The hub-and-spoke model that transformed aviation is being applied to the continuing education of primary care physicians with the aim of enabling access to hard-to-find specialty care in remote areas. In this case, the “hub” is the team of academic subspecialty experts who make themselves available to primary care physicians—the “spokes”—through Web-enabled videoconferencing sessions. They cover dozens of conditions such as chronic pain, HIV, hepatitis C, endocrinology, dementia, autism, addiction and diabetes.

Extremely long waits for hepatitis C care in New Mexico gave birth to the effort, known as Project Extension for Community Healthcare Outcomes (ECHO), at the University of New Mexico School of Medicine. More than 90 hubs now participate, offering subspecialist guidance to primary care physicians, nurses and other clinicians across the U.S. and in 12 other countries.

The 90-minute Project ECHO sessions, available for free and eligible for continuing medical education (CME) credits, are organized by disease- or topic-specific case and feature presentations made by physicians seeking guidance. The doctors are provided examples and templates on how to present case information so that the subspecialty experts have the information they need to offer meaningful advice.

(Dataset records)
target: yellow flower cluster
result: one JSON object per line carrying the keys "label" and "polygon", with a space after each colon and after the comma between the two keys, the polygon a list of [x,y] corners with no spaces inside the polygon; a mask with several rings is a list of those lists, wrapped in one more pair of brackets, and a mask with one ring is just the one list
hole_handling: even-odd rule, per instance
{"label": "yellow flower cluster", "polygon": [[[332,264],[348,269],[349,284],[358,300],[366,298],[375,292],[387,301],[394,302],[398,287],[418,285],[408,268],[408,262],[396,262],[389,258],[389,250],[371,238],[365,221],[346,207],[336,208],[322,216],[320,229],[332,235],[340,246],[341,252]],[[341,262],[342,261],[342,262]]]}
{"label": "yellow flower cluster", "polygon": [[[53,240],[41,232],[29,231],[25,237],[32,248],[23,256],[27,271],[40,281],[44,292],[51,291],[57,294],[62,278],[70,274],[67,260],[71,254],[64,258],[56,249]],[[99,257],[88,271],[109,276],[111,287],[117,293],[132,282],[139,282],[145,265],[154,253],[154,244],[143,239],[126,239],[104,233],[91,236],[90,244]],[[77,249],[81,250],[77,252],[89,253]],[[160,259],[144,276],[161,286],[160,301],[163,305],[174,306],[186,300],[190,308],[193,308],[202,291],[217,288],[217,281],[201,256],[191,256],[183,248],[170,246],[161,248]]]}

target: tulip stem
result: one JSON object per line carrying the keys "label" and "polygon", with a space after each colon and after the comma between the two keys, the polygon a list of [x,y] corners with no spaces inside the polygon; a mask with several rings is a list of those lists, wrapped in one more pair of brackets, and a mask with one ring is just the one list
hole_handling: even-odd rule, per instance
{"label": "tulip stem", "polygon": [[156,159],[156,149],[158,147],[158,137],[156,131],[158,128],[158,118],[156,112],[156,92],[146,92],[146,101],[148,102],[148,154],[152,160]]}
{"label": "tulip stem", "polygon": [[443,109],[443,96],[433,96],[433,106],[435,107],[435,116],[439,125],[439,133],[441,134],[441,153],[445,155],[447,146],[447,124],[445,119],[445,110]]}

--- DIRECTIONS FOR THIS TASK ---
Return the passage from the text on Project ECHO, from "Extremely long waits" up to and including "12 other countries.". Rely on the text alone, not on the material.

--- RESULT OF THE TASK ---
Extremely long waits for hepatitis C care in New Mexico gave birth to the effort, known as Project Extension for Community Healthcare Outcomes (ECHO), at the University of New Mexico School of Medicine. More than 90 hubs now participate, offering subspecialist guidance to primary care physicians, nurses and other clinicians across the U.S. and in 12 other countries.